Na recent conversation with an esteemed friend, an enterprising, successful business man, I expressed an ardent, long-cherished wish, that there might be given to the public, correct information concerning the personal appearance of Abraham Lincoln.

"What difference does it make," inquired my friend, "whether he was gawky, awkward and homely, as is generally believed, or of superior physical construction, rare grace of movement and great beauty, as you so confidently claim? We know what he said and what he accomplished, why should we care to know how he looked and acted?"

Without seeming to notice this remark, and with an apology for the abrupt digression, I said: “Did I ever tell you that during all the years of my residence in Washington, there was on one of the panels of the rotunda in the Capitol, a magnificent picture of 'De Soto Discovering the Mississippi' with the Stars and Stripes floating over his head?"

"Is it possible?" exclaimed my friend in great astonishment. "The American flag in the picture of an event that occurred more than two hundred years before there was an American flag! Why was such a caricature permitted to disfigure the wall of that beautiful room?"

"Why not," I answered, "what difference does it make? We know that De Soto, the Spanish explorer, did discover the Mississippi in 1541, but why should we care what flag appears in a picture commemorating that event!"

"We should care," was the answer, "for a historical picture should be true to the facts."

"It certainly should," I replied, "and the picture of the

personal appearance of Abraham Lincoln as he is seen in the public mind should also be true to the facts, and that picture as now seen by the world is shockingly false. The De Soto picture as first painted was during later years made historically truthful by the appearance of the Spanish flag where the stars and stripes had been."

At this point my friend and I came into perfect accord and he has since been enthusiastic in his desire and effort to cause the public to understand that between the inner and the outer Abraham Lincoln there was complete harmony; that the spirit and character which for half a century have been the admiration of the world were not more beautiful and pleasing than were his physical construction and appearance.

========================

Prompt 1:
Answer from the Lincoln passage, in brief:
(a) In what year does the narrator say De Soto discovered the Mississippi?
(b) Where in the Capitol was the De Soto picture displayed?
(c) Which flag later took the place of the Stars and Stripes in that picture?

========================

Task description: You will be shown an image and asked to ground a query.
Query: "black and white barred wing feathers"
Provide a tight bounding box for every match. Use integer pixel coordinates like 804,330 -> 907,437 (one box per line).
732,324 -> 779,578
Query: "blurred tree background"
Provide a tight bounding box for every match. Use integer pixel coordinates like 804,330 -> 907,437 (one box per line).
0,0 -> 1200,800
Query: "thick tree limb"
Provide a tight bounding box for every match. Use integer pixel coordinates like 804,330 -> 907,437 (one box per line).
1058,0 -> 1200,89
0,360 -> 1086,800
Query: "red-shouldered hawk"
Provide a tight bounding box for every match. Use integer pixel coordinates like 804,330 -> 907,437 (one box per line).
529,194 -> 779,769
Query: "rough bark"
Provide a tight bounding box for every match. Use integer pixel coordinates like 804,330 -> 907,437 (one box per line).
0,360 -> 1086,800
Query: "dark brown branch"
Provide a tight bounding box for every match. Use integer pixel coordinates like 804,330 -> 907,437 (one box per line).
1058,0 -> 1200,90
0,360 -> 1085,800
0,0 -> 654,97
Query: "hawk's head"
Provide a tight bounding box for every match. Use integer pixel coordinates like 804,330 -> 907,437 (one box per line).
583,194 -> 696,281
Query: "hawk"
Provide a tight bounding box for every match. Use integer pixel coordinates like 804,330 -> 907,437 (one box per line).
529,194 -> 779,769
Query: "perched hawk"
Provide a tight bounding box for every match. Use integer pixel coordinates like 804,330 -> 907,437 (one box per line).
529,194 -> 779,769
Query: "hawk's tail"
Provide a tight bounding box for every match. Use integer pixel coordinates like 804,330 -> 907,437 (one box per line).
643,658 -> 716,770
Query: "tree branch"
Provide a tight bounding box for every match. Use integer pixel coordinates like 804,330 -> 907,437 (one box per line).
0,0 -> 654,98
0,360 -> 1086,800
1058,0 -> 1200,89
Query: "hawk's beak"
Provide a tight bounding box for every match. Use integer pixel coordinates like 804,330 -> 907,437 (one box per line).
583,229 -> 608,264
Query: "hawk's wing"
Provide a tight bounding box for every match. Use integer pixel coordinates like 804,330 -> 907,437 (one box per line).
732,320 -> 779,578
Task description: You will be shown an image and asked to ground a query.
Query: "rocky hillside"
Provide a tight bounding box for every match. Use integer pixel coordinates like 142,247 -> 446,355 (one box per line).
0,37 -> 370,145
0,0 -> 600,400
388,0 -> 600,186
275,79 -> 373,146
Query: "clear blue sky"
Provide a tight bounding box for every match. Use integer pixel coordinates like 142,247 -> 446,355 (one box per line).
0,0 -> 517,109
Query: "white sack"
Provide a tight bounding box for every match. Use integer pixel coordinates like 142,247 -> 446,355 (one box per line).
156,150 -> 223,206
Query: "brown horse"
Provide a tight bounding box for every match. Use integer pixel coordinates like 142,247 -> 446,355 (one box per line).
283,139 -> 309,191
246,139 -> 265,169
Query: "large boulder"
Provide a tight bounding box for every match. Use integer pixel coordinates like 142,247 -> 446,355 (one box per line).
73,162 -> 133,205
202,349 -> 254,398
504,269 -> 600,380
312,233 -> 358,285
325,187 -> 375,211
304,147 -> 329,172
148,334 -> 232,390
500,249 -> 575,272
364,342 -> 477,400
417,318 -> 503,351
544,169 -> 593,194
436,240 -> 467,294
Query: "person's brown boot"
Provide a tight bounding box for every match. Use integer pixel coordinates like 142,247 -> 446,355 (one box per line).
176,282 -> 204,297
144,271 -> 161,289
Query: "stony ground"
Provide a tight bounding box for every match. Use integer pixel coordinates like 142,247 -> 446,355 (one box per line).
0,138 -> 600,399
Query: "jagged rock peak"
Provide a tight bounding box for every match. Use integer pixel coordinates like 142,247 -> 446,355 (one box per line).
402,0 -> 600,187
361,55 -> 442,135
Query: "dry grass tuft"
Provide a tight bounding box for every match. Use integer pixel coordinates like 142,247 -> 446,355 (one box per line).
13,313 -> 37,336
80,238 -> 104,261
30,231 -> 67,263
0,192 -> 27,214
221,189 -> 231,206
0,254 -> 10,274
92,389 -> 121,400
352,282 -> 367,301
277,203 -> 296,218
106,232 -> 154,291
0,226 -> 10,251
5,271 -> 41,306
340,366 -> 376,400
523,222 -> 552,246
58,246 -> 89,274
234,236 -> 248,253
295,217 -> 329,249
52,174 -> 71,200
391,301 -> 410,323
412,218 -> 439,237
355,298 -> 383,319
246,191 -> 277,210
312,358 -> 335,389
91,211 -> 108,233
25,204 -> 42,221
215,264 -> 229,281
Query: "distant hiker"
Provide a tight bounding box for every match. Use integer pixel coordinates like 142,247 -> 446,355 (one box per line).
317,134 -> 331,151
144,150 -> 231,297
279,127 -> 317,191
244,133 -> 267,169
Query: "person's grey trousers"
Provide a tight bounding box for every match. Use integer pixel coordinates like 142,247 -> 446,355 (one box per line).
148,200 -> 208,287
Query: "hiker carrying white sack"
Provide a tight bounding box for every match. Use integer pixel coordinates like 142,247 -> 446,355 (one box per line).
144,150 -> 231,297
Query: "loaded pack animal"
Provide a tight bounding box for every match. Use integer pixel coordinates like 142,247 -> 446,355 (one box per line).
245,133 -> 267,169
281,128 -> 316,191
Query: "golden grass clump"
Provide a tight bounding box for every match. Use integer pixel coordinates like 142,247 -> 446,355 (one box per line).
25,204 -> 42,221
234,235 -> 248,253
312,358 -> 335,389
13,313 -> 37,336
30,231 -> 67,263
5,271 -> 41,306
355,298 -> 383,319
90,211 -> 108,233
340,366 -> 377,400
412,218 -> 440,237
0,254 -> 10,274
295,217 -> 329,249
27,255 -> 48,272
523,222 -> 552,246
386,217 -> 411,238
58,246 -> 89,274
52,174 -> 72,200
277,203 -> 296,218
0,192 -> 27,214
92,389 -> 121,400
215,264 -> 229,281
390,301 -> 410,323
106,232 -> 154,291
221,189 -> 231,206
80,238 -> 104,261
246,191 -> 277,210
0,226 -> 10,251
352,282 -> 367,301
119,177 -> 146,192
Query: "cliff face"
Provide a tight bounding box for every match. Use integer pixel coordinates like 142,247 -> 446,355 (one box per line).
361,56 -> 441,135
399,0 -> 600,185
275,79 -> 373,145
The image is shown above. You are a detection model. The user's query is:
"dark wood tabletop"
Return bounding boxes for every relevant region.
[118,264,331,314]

========================

Prompt 2: Count the lines in the rows above that contain the string "person". Reply with the number only.

Reply 1:
(a) 1541
(b) On one of the panels of the rotunda
(c) The Spanish flag

Reply 2: 2